Kurt Cobain: Montage
of Heck (2015)
*Kurt Cobain, Nirvana (1967-1994)
Waktu ABG dulu, saya lebih suka britpop dan emo daripada grunge.
Tapi siapa sih, yang enggak kenal Kurt Cobain? Walaupun saya enggak ngedengerin
lagunya, kakak saya pasti putar, semua orang pasti putar, di masanya. Masa-masa
kejayaan MTV Alternative. Dan yang bikin saya ngeuh, selain musiknya adalah,
betapa gantengnya dia walau cuma pakai sweater buluk dan kedodoran.
Usia saya masih 8 tahun waktu Kurt meninggal. Dan di usia 29
saya baru nonton film dokumenter ini. Dan merasa setuju sama perkataan adiknya
di salah satu scene, “kadang kita merasa ingin punya otak jenius seperti dia.

• • • • •

Tugas 1: Menurut teks bacaan tentang Kurt Cobain, berapa usia penulis ketika Kurt meninggal?

Entri untuk Diproses:
• • • • •

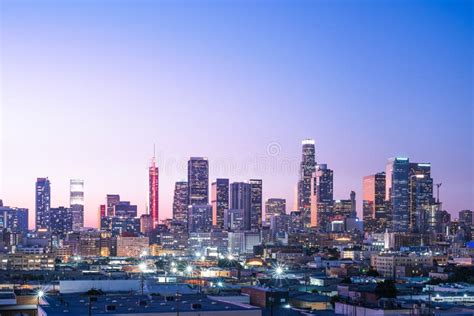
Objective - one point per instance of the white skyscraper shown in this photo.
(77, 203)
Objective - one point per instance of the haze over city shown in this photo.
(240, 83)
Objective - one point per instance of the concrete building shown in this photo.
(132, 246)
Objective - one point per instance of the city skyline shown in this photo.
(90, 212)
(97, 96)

• • • • •

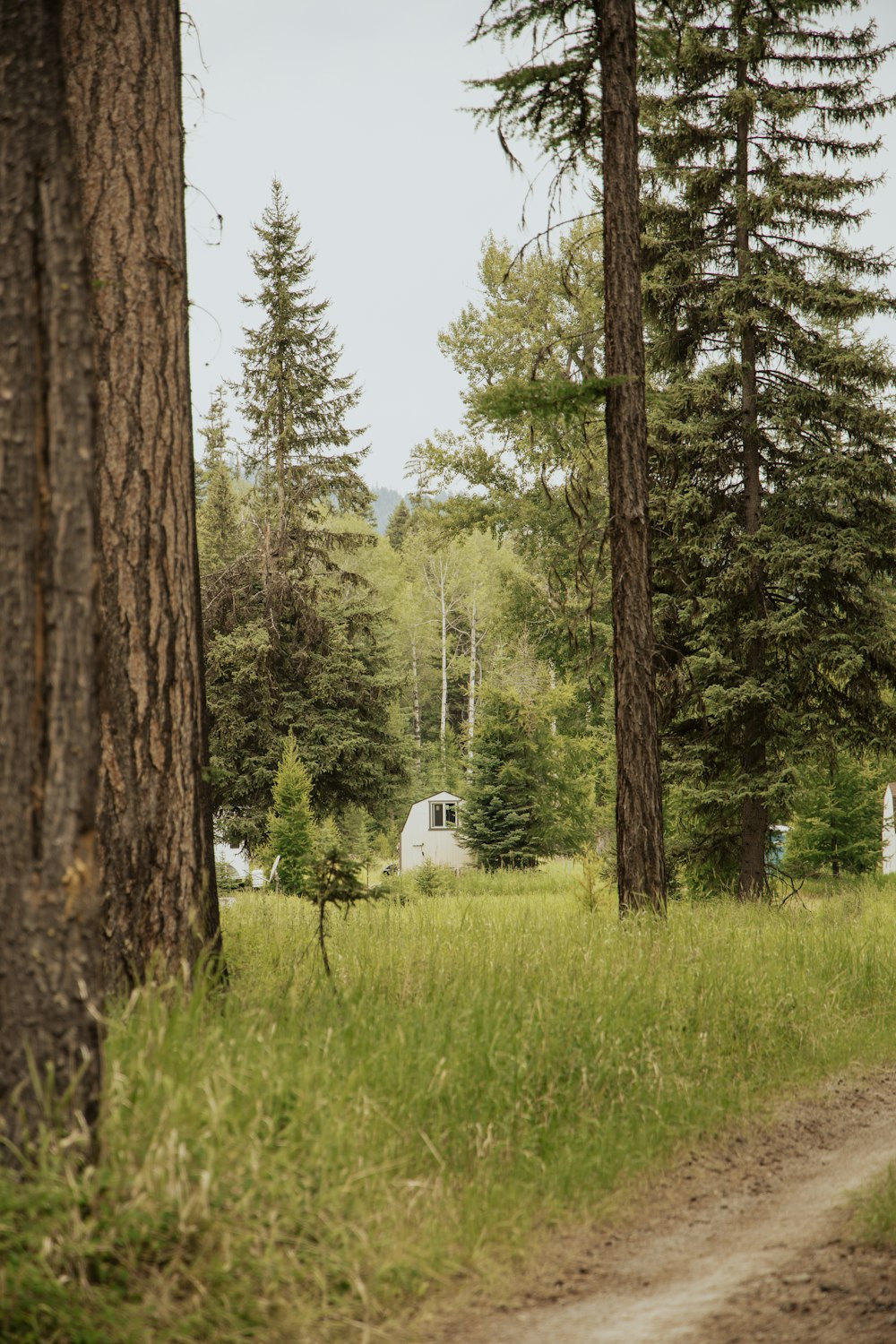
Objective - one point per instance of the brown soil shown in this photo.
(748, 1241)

• • • • •

Tugas 2: Kembalikan semua baris entri yang mengandung kata "city".

Jawaban Lengkap 1: Penulis berusia 8 tahun ketika Kurt meninggal.

Jawaban Lengkap 2:
Objective - one point per instance of the haze over city shown in this photo.
Objective - one point per instance of the city skyline shown in this photo.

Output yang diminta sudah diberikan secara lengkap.